▶ [Text segment]:
=-=-=
Gun violence does not end on the crime scene.
As many as 200 people can be impacted by a single shooting. It is our responsibility to ask them what they are going through, to listen to what they have to say, and to amplify their voices.
“I did not get a chance to say goodbye”, Bryana Crump says. “I didn’t know it was the last time”.
We’re sitting at a school table in the Germantown branch of Mighty Writers, where Bryana runs the afterschool program, helping children with their homework and teaching them reading and writing skills. Because it’s early in the afternoon, there’s no one else in the room.
Bryana tells me about the night of 2012 when her father was shot dead on the doorstep of their North Philly apartment. When it happened, she was eleven and had lived with him, a single parent, for several years. Every night, he would read her a bedtime story and tuck her in.
“Later, alligator”. That’s what they would say to each other before Bryana’s dad switched the light off and closed the bedroom door. “That night”, Bryana says, “he didn’t say anything.” She didn’t speak either. As the memory comes into focus, she thinks her 11-year old self knew that something was off. The silence in the bedroom, in retrospect, was an omen.
Bryana is an adult now. “Adulting” is how she puts it. She’s one of the thousands of Philadelphians who have lost a loved one to gun violence. The sharp decline in the number of shootings and fatal shootings recorded in 2024 brought no silver lining to what they have experienced. Because loss doesn’t come with an expiration date, they are still experiencing it, each on their own terms, while all remain invisible to the rest of us in the city.

“What traditional media miss is the vast number of people indirectly impacted by firearm violence,” says Dr. Vivek Ashok, from the Center for Violence Prevention at CHOP. “A single neighborhood murder can affect as many as 200 people in the community.”
Gun violence reporting in local and national media typically centers on the crime scene; the police investigation; the victims; the charges when the trial begins; the convictions. And then, the news cycle moves on to another shooting. The public rarely gets to learn about co-victims: family members, friends, neighbors, but also first responders. “The first police officer on the scene, the ambulance driver, the trauma surgeon, the nurse – they’re all co-victims in different ways”, Ashok says.
What can we do, as fellow citizens and Philadelphians, for the people who are stuck in the aftermath of a fatal shooting, on the sidelines of yesterday’s news? For those who wake up with grief as their companion, as if every day were the day after, over and over, no matter how many years later? Who sometimes block out their feelings to try and normalize what they are experiencing?
=-=-=
▶ [Data extracts]:

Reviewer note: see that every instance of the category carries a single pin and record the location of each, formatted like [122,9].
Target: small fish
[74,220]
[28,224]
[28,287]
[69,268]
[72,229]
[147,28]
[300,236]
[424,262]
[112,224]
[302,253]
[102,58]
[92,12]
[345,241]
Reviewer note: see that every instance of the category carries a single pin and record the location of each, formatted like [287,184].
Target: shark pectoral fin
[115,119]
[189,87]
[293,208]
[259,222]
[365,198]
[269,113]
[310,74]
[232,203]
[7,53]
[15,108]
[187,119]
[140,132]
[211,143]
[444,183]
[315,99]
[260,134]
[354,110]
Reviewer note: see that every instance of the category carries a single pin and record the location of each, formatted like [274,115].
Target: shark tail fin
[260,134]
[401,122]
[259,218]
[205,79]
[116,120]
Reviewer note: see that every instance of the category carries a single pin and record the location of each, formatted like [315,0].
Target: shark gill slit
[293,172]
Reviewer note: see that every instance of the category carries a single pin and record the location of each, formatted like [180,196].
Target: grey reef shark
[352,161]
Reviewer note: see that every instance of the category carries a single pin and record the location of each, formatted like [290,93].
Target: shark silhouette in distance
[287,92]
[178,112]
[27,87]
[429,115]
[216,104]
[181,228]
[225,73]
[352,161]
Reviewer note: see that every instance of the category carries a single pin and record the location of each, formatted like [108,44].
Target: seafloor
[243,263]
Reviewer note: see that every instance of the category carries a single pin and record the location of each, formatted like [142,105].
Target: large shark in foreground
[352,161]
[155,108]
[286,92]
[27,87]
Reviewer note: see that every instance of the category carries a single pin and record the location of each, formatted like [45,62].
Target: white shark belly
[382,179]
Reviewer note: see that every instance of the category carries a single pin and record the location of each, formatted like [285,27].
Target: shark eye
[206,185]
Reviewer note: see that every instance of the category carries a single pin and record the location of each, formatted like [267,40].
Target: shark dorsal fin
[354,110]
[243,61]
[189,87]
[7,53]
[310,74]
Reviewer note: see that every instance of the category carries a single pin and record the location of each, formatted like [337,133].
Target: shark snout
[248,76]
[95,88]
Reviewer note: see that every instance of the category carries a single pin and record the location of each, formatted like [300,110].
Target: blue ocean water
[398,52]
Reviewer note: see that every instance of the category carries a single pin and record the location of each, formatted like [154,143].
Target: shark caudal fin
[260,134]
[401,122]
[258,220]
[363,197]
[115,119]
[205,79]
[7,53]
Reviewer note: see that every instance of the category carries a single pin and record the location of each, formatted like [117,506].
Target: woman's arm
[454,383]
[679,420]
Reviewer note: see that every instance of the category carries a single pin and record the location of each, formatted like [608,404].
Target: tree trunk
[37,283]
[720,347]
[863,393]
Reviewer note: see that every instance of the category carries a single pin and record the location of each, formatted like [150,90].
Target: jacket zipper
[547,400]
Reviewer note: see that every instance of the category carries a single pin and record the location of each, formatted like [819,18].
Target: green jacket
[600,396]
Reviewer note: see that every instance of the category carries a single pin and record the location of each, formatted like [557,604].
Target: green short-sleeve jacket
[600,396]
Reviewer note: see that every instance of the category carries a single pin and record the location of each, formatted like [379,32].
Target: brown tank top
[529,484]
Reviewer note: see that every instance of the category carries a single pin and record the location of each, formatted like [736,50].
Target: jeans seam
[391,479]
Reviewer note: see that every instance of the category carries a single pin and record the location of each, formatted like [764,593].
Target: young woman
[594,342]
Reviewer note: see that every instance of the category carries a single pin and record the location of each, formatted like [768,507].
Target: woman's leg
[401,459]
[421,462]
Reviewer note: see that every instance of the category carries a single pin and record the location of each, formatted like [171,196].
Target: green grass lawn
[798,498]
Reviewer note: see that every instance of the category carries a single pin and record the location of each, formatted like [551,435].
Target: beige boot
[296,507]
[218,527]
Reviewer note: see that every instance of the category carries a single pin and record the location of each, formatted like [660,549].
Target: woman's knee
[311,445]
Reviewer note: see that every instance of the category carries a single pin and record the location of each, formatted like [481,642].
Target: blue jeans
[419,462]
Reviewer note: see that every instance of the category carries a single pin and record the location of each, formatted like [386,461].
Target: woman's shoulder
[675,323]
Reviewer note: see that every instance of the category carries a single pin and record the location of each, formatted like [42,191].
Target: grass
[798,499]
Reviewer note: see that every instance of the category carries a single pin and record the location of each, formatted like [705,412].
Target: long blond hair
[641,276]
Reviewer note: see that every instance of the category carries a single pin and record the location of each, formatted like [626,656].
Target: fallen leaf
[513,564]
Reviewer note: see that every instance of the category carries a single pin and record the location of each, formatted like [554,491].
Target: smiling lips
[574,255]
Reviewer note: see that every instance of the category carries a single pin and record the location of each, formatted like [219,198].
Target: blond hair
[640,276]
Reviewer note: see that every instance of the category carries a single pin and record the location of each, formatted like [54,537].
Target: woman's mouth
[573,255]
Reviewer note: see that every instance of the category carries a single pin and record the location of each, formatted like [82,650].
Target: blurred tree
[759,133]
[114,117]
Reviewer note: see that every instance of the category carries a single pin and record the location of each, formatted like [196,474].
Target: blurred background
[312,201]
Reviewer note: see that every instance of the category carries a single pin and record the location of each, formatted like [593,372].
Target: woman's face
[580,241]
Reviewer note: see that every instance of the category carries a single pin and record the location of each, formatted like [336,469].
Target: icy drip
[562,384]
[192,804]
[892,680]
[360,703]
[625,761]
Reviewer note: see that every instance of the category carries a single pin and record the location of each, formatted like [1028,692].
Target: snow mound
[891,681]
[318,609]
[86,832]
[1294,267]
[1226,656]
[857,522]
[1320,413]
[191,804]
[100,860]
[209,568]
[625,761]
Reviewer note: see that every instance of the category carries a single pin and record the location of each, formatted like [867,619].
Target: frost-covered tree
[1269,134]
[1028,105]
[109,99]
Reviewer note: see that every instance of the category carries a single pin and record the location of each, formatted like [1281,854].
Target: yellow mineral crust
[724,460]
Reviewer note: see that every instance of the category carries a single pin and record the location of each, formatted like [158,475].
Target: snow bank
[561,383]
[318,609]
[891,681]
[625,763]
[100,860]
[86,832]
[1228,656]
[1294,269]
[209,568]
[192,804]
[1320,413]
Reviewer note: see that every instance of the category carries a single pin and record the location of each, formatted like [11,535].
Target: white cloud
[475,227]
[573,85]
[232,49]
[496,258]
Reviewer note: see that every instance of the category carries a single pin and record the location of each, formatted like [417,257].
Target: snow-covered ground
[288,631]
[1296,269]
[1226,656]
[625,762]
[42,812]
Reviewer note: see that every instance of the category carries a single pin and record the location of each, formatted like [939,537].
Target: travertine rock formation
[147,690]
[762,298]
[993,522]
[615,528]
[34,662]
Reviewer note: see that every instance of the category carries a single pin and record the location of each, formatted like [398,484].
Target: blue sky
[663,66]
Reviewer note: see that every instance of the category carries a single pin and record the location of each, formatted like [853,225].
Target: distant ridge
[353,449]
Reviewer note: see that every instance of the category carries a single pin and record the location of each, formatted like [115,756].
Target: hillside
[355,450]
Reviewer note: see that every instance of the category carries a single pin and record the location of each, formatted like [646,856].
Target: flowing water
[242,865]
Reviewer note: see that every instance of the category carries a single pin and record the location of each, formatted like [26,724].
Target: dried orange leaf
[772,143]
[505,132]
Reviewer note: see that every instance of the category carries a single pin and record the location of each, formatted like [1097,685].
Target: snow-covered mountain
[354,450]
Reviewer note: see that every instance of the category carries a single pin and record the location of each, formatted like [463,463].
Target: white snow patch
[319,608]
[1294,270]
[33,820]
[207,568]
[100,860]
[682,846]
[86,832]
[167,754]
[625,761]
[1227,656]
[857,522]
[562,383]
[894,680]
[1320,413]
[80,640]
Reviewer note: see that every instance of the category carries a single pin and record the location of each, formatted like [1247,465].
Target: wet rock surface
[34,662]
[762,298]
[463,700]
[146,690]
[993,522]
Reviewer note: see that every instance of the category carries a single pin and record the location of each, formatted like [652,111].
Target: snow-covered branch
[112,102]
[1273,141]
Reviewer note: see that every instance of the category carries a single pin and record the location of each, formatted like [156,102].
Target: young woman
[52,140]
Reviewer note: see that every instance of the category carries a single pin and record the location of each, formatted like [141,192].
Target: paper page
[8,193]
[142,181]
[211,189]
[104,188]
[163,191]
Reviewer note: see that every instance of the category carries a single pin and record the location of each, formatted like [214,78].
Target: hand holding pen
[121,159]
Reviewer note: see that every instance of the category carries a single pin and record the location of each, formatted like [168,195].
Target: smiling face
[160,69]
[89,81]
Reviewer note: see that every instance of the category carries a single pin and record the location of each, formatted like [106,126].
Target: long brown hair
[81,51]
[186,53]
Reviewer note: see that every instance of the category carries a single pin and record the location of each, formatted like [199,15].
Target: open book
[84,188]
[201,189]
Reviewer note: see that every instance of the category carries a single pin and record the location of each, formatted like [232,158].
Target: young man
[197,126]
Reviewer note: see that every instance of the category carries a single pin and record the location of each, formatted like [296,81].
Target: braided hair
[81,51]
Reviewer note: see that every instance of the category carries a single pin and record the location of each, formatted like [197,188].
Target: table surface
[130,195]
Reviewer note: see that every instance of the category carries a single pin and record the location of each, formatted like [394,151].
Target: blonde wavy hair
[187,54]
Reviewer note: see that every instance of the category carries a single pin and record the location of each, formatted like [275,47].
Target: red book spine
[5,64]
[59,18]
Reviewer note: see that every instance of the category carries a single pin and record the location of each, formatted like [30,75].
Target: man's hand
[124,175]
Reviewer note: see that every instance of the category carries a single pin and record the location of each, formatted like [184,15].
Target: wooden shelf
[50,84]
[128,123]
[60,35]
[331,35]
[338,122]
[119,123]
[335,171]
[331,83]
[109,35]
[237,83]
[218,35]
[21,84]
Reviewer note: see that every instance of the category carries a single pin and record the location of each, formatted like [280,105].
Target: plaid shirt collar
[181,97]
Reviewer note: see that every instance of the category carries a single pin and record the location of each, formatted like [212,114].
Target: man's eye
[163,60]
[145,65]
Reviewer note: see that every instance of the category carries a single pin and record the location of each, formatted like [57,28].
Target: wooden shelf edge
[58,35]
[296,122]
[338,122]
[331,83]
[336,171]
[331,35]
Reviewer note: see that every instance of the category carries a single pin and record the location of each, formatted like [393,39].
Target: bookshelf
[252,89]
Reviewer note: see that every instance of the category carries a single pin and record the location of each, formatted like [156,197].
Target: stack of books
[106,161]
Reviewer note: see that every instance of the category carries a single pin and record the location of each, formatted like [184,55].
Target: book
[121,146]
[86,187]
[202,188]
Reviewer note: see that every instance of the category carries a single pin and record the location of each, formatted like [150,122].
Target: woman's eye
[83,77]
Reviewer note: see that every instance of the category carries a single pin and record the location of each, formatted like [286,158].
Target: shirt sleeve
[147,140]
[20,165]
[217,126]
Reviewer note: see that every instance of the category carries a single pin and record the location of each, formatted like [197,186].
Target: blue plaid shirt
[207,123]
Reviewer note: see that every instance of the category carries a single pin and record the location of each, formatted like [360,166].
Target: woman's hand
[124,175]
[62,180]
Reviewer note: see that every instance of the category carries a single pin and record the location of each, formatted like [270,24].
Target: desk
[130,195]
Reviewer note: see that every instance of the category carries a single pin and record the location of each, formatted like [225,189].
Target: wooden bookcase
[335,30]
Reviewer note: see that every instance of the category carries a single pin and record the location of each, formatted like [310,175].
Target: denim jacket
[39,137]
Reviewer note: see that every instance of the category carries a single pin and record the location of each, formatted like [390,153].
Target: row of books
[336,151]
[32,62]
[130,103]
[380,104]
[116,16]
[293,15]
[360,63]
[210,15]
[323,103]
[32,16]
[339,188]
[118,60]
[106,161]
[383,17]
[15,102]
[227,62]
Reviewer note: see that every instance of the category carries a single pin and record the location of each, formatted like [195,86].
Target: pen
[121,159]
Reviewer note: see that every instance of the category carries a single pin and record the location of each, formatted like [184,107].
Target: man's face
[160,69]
=-=-=
▶ [Work item]: Could you revise the passage of the text on gun violence that opens with "Bryana tells me" and closes with "tuck her in.", swapping "bedtime story" for "good-night story"? The items aren't needed for any of this.

▶ [Reply]:
Bryana tells me about the night of 2012 when her father was shot dead on the doorstep of their North Philly apartment. When it happened, she was eleven and had lived with him, a single parent, for several years. Every night, he would read her a good-night story and tuck her in.